▸ **TO BE DONE**
[1] Return everything in the court ruling from "2.                             Whether the" down to "parties 1 and 2?".
[2] According to the court ruling, why did the 3rd opposite party return the vehicle without doing the repairs?

2.                             Whether the complainants in CC.225/06 have succeeded in establishing the alleged deficiency of service on the part of the opposite parties 1 and 2 (appellants), the manufacturers of the turbo diesel engine which was purchased by the complainants from the 3rd opposite party, the dealer of the opposite parties 1 and 2?

3.                             Whether the Forum below can be justified in fastening liability on the opposite parties 1 and 2 (appellants) to pay compensation of Rs.60,000/- to the complainants (respondents 1 and 2).

7.      Point No.1:-

The complaint in CC.225/06 was filed alleging deficiency of service on the part of the opposite parties 1 to 3.  The opposite parties 1 and 2 were the manufacturers of the turbo diesel engine which was purchased by the 1st complainant. The said engine was fitted to the old Ambassador car owned by the 1st complainant.  The turbo engine was purchased on 31/3/2001 on a sale consideration of Rs.1,71,442/-. The said engine was fitted to the vehicle (Ambassador Car) bearing registration No.KRK-880.  The definite case of the complainants is that the turbo engine fitted to the vehicle was in need of repair and the complainants entrusted the said vehicle with the turbo engine with the 3rd opposite party/dealer, M/s Marikkar Motors Limited, Kottayam.  The aforesaid entrustment was during September 2006 and that the 3rd opposite party returned the vehicle to the 2nd complainant without effecting the repairs on the ground that spare parts are not available.  It was also stated that the manufacturers stopped manufacturing of the turbo engine and its spares and so the 3rd opposite party is not in a position to effect repairs for the turbo engine which was purchased by the 1st complainant from opposite parties on 31/3/2001.

8.      The definite case of the opposite parties 1 to 3 is that the turbo engine was purchased on 31/3/2001 with a warranty for a period of 6 months or 16000 Kms whichever is earlier and that the warranty period has already been expired in September 2001.  So, they contended that the complaint filed in the year 2006 is barred by limitation.

▸ **DATA SUPPLIED**

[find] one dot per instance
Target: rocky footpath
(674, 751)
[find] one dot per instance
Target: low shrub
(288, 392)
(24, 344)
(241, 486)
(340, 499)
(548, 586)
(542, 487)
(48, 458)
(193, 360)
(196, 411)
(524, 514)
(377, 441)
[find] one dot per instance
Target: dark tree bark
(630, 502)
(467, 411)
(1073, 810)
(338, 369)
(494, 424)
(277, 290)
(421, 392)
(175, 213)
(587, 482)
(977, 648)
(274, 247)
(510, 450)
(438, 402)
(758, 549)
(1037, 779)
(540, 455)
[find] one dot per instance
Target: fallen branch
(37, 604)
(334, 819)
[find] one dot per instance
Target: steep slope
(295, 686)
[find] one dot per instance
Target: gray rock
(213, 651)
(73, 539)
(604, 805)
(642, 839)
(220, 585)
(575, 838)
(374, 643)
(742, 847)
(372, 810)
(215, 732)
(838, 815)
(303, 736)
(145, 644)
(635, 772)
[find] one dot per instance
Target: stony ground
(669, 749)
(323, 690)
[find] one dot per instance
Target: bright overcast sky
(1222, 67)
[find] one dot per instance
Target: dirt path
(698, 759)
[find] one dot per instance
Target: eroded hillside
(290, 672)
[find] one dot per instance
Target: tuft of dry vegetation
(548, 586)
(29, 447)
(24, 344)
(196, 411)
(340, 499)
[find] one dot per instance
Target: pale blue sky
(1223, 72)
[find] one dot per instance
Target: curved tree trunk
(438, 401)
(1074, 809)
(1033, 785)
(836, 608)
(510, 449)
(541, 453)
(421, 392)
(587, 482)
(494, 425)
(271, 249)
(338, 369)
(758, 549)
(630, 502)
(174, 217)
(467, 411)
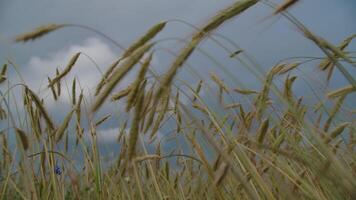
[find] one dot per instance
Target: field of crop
(251, 144)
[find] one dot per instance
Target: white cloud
(85, 70)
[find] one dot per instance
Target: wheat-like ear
(136, 85)
(23, 138)
(336, 131)
(284, 6)
(197, 90)
(122, 93)
(60, 131)
(245, 91)
(288, 93)
(288, 67)
(342, 91)
(106, 76)
(262, 131)
(38, 32)
(102, 120)
(74, 92)
(3, 73)
(134, 131)
(40, 107)
(119, 74)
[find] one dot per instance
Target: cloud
(85, 70)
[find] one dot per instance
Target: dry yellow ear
(38, 32)
(284, 6)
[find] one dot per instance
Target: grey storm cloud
(268, 39)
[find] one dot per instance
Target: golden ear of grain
(58, 85)
(38, 32)
(328, 64)
(262, 98)
(214, 23)
(262, 131)
(288, 94)
(119, 74)
(341, 92)
(3, 73)
(161, 115)
(221, 173)
(284, 6)
(336, 131)
(234, 54)
(136, 85)
(333, 112)
(40, 107)
(74, 92)
(232, 105)
(245, 91)
(287, 68)
(60, 131)
(52, 89)
(121, 94)
(105, 78)
(151, 33)
(219, 82)
(102, 120)
(23, 138)
(134, 131)
(69, 66)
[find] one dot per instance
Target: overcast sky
(267, 39)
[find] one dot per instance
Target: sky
(266, 38)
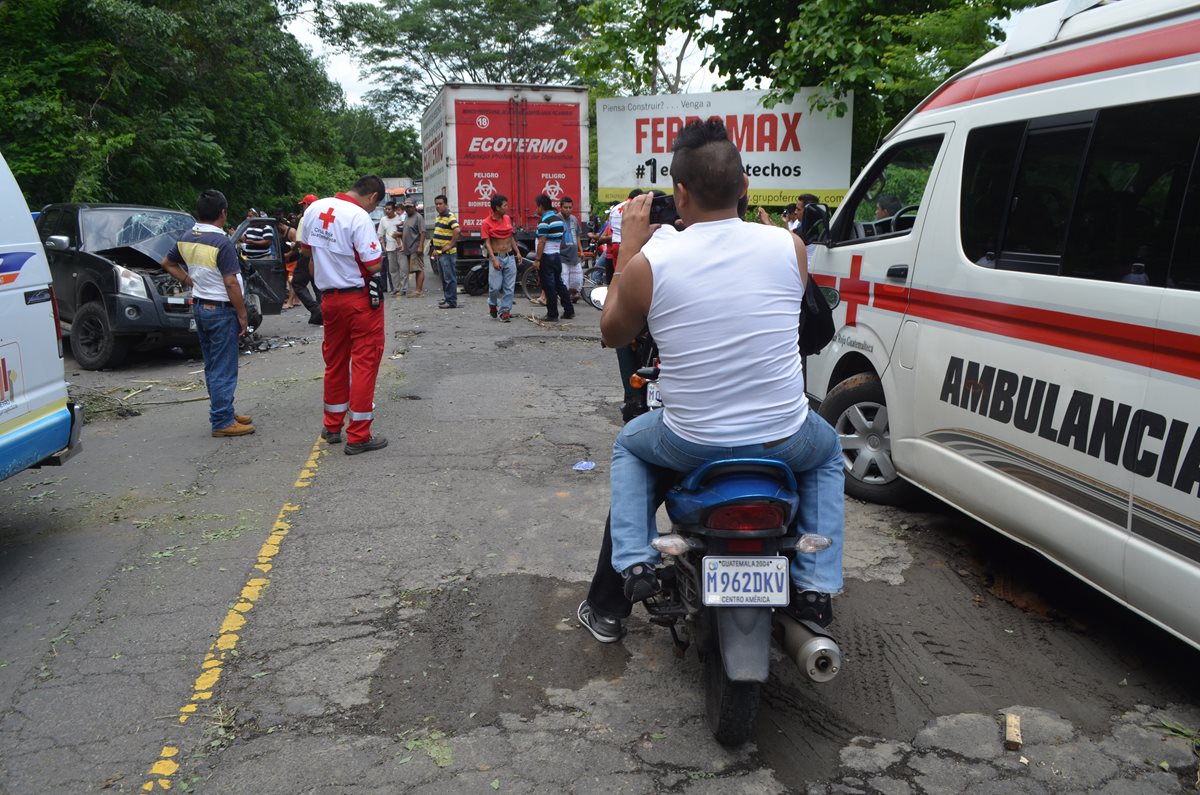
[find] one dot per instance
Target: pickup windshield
(112, 227)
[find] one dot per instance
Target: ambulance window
(1132, 191)
(1042, 198)
(892, 199)
(988, 166)
(1185, 272)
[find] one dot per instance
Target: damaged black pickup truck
(112, 294)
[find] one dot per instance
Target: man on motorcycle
(723, 300)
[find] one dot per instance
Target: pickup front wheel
(93, 341)
(858, 411)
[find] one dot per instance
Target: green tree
(415, 46)
(888, 53)
(151, 101)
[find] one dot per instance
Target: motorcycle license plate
(749, 581)
(653, 396)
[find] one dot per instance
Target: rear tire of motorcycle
(730, 706)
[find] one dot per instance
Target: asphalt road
(269, 615)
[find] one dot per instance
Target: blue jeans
(217, 329)
(551, 276)
(502, 282)
(447, 264)
(814, 453)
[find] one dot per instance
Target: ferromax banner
(786, 150)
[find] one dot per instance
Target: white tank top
(725, 311)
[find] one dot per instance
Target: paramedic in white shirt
(723, 302)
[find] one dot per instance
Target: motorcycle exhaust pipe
(815, 653)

▸ **ANSWERS TO THE EXERCISES**
[1]
2.                             Whether the complainants in CC.225/06 have succeeded in establishing the alleged deficiency of service on the part of the opposite parties 1 and 2 (appellants), the manufacturers of the turbo diesel engine which was purchased by the complainants from the 3rd opposite party, the dealer of the opposite parties 1 and 2?

[2] Spare parts were not available.